**Parts of the exercise:**
1 > In the blog post below on The Stranglers' compilations, turn the paragraph beginning "To clarify, we are dealing here" into a short bulleted list that keeps its main points.
2 > Answer these questions from the blog post below on The Stranglers' compilations:
(a) In what year did Hugh Cornwell leave The Stranglers?
(b) Which format does the writer say will usually be chosen where it exists?
(c) Which previous UK album by the band failed to get a release in North America?

**Passage provided:**
Sunday, 11 December 2011
The Stranglers - Compilation LP's Pt 1
When Hugh Cornwell left The Stranglers in 1990, it started off a lengthy and never ending stream of compilation releases. With the band continuing to exist via various lineup changes, this has provided numerous labels - including those to whom the band were never even signed to - the opportunity to release some sort of collection to cash in on the band’s ongoing existence.
To be honest, the majority of these releases were questionable even at the time of their release, it terms of what they were aiming to achieve, but some albums have proved to be better than others. This is the first of what will probably be a slightly randomly timed set of articles looking at the band’s compilations. Now, I am a sucker for a band logo, so I have decided to list as many compilations by the band that use their iconic logo in these blogs. Any compilations that are logo-less, but seem to have been issued with the band’s blessing or on a former label, will also be mentioned. Choice of formats will probably be the CD edition where it exists, but some vinyl entries are shown where such things don’t exist.
To clarify, we are dealing here with compilations designed to showcase previously released material. Live albums released “after the event” are not included, this might be worthy of a future blog in itself. For each album, I have listed the track listing, as this should give more of a view of exactly what is on each album. Where it is known a specific mix was used, this will be detailed, if not, it is assumed the album/original mix was used. The list is based around UK releases, but we start with one from overseas, as a one off.
(LP, IRS SP 70011)
The first compilation appeared in North America in 1980. Housed in a sleeve also used for the “Who Wants The World” single in the UK, the aim of this album was to showcase a number of tracks that appeared in the band’s homeland, but not the USA. The band’s previous UK album, “The Raven”, despite being thought of as the highlight of their career, failed to get a release across the pond and so this album appeared as a sort of stop gap release.

**Items:**
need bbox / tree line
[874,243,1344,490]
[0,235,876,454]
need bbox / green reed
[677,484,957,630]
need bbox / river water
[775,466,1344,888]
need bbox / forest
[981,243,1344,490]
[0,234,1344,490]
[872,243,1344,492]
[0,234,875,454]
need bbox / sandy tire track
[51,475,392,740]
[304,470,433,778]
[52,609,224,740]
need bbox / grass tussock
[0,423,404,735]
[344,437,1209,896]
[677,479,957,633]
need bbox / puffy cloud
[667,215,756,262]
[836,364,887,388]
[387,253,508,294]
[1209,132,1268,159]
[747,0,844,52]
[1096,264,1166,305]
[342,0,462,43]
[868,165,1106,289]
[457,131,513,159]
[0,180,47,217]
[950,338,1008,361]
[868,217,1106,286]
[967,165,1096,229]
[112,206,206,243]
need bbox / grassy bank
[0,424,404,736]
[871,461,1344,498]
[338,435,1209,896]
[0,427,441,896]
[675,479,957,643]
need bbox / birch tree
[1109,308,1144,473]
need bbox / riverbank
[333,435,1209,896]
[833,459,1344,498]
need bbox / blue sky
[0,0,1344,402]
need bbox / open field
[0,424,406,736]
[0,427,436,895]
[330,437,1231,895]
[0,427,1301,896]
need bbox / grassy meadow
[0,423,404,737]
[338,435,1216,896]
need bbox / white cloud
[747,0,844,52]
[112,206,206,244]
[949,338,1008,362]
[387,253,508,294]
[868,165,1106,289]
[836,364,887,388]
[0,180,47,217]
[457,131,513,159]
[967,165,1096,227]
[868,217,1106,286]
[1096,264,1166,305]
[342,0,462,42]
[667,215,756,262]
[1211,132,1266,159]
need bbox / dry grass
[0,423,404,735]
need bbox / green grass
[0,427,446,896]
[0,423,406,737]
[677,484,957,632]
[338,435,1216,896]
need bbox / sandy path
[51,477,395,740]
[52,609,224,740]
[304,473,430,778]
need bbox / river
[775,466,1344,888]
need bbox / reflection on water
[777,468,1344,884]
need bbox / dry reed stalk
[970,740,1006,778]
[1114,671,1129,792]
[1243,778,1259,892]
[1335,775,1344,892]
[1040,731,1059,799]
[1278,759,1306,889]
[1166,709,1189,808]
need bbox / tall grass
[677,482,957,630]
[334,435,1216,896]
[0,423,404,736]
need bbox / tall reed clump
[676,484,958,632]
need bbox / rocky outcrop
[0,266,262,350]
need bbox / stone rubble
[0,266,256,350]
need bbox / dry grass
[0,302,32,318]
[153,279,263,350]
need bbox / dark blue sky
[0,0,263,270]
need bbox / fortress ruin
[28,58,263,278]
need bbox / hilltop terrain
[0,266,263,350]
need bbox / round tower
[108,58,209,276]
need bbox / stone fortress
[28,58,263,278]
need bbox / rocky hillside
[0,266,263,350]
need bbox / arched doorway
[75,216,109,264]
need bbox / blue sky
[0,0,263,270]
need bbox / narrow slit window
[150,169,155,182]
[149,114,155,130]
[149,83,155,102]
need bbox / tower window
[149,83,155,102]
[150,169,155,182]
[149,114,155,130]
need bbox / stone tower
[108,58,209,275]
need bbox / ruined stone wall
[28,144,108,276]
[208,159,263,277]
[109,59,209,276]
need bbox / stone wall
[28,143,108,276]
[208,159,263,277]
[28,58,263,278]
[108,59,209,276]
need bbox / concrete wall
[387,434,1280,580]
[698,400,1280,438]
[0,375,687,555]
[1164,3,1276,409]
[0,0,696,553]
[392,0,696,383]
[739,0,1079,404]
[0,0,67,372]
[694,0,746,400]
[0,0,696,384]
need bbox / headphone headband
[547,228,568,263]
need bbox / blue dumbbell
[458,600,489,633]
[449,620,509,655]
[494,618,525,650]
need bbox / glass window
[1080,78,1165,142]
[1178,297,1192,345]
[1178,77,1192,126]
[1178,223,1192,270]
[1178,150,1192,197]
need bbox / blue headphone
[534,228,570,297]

**Responses for each task:**
1 >
- The focus is compilations that showcase previously released material.
- Live albums released "after the event" are excluded, though they might get a future blog of their own.
- Each album's track listing is given.
- A specific mix is noted where known; otherwise the album/original mix is assumed.
- The list is based on UK releases but begins with one overseas release as a one-off.

2 >
(a) 1990
(b) The CD edition
(c) "The Raven"